>>>>

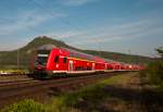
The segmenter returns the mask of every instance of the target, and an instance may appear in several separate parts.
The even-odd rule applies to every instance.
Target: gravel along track
[[[50,80],[35,80],[2,86],[0,87],[0,108],[27,98],[45,101],[47,98],[55,95],[58,90],[92,84],[98,79],[108,78],[121,73],[114,72]]]

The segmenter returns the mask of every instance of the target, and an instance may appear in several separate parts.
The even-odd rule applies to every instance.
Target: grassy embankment
[[[127,110],[128,104],[131,102],[114,96],[114,92],[118,92],[115,89],[120,86],[126,86],[133,76],[137,76],[136,73],[129,74],[113,76],[79,90],[61,94],[52,98],[48,104],[41,104],[34,100],[24,100],[7,107],[2,112],[102,112]]]

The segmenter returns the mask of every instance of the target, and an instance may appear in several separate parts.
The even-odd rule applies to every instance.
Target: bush
[[[163,86],[163,61],[149,64],[146,72],[152,84]]]
[[[1,112],[46,112],[42,104],[34,100],[23,100],[18,103],[7,107]]]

<<<<

TASK DIRECTIONS: Rewrite all of the items above, replacing "segmenter" with "annotator" wherever it appears and changing nothing else. Leave the pictures out of your version.

FINISHED TASK:
The annotator returns the mask of every instance of the target, and an instance may appear in several separate parts.
The even-odd rule applies to every instance.
Target: gravel along track
[[[50,80],[35,80],[2,86],[0,87],[0,108],[27,98],[45,101],[47,98],[55,95],[58,90],[92,84],[98,79],[108,78],[121,73],[114,72]]]

The annotator returns the mask of every instance of the target, and an instance may appear in several separate parts.
The even-odd rule applies to every instance.
Target: grassy embankment
[[[127,110],[128,104],[131,102],[114,96],[114,92],[118,92],[115,89],[120,86],[126,86],[133,76],[137,76],[136,73],[129,74],[113,76],[79,90],[61,94],[52,98],[48,104],[41,104],[34,100],[24,100],[7,107],[2,112],[102,112]]]

The annotator returns the mask of every instance of the target, and an instance may appear in several separate parts.
The even-odd rule applies to every instance.
Target: bush
[[[163,86],[163,61],[149,64],[146,72],[152,84]]]
[[[1,112],[46,112],[42,104],[34,100],[23,100],[18,103],[7,107]]]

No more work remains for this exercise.